Set exercise> Every line below is to be quoted exactly, with nothing added or dropped.

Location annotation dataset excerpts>
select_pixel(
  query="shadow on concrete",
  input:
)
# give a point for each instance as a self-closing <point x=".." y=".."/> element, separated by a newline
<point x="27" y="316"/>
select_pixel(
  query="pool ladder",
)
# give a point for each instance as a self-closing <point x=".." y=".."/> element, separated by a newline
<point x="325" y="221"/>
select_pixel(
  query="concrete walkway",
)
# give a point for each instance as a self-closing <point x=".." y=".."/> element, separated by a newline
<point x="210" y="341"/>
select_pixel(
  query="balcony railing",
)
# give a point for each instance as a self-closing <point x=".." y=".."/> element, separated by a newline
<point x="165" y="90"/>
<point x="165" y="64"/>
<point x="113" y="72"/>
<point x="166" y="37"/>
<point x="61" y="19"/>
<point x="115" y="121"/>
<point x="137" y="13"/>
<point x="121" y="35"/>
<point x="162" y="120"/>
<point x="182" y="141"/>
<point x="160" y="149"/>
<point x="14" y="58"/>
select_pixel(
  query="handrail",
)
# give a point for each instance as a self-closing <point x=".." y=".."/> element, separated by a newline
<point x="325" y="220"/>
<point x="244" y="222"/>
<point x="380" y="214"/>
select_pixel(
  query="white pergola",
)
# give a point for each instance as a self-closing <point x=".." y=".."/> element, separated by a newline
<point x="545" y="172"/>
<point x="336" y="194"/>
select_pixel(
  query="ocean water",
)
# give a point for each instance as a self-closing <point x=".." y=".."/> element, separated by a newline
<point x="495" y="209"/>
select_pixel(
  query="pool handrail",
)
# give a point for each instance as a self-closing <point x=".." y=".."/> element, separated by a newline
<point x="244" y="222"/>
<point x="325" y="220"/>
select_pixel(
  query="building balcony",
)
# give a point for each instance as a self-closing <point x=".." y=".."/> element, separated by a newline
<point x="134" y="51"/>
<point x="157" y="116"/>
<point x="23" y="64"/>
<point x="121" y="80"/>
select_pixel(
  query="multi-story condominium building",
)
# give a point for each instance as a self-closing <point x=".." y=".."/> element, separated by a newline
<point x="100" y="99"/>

Answer to the task>
select_pixel(
  query="shadow on concrete",
  input:
)
# give a point for each instance as a self-closing <point x=".." y=".."/> element, separated by a newline
<point x="27" y="316"/>
select_pixel(
  query="pool ladder",
)
# give a point for each instance as a self-closing <point x=".." y=".."/> element, separated by a newline
<point x="325" y="221"/>
select_pixel(
  query="concrete walkway",
)
# give a point for each instance as a self-closing <point x=".." y=".."/> element, separated by a newline
<point x="210" y="341"/>
select_pixel(
  query="balcony railing",
)
# give a point for each instance as a self-closing <point x=".." y=".."/> element, separated by a newline
<point x="165" y="90"/>
<point x="165" y="64"/>
<point x="113" y="72"/>
<point x="166" y="37"/>
<point x="61" y="19"/>
<point x="115" y="121"/>
<point x="137" y="13"/>
<point x="121" y="35"/>
<point x="162" y="120"/>
<point x="182" y="141"/>
<point x="160" y="149"/>
<point x="14" y="58"/>
select_pixel(
  query="handrail",
)
# give a point for each instance as a self-closing <point x=".." y=".."/> element, separated by a newline
<point x="325" y="220"/>
<point x="244" y="222"/>
<point x="380" y="214"/>
select_pixel(
  query="white pergola",
)
# give a point for each instance as a self-closing <point x=".." y=".."/> element, separated by a newline
<point x="545" y="172"/>
<point x="336" y="194"/>
select_pixel(
  query="ocean water",
)
# give a point for each instance as a self-closing <point x=".." y=".."/> element, separated by a newline
<point x="495" y="209"/>
select_pixel(
  query="pool handrail",
)
# give a point for each instance as a self-closing <point x=".." y=".."/> element, separated by a newline
<point x="244" y="222"/>
<point x="325" y="220"/>
select_pixel(
  query="building balcony",
)
# give a point for each instance as a self-closing <point x=".." y=".."/> element, separated by a newline
<point x="134" y="51"/>
<point x="157" y="116"/>
<point x="23" y="64"/>
<point x="121" y="80"/>
select_pixel(
  query="multi-story condominium building",
)
# give a point for each instance as a self-closing <point x=".." y=".."/> element, separated by a newline
<point x="100" y="99"/>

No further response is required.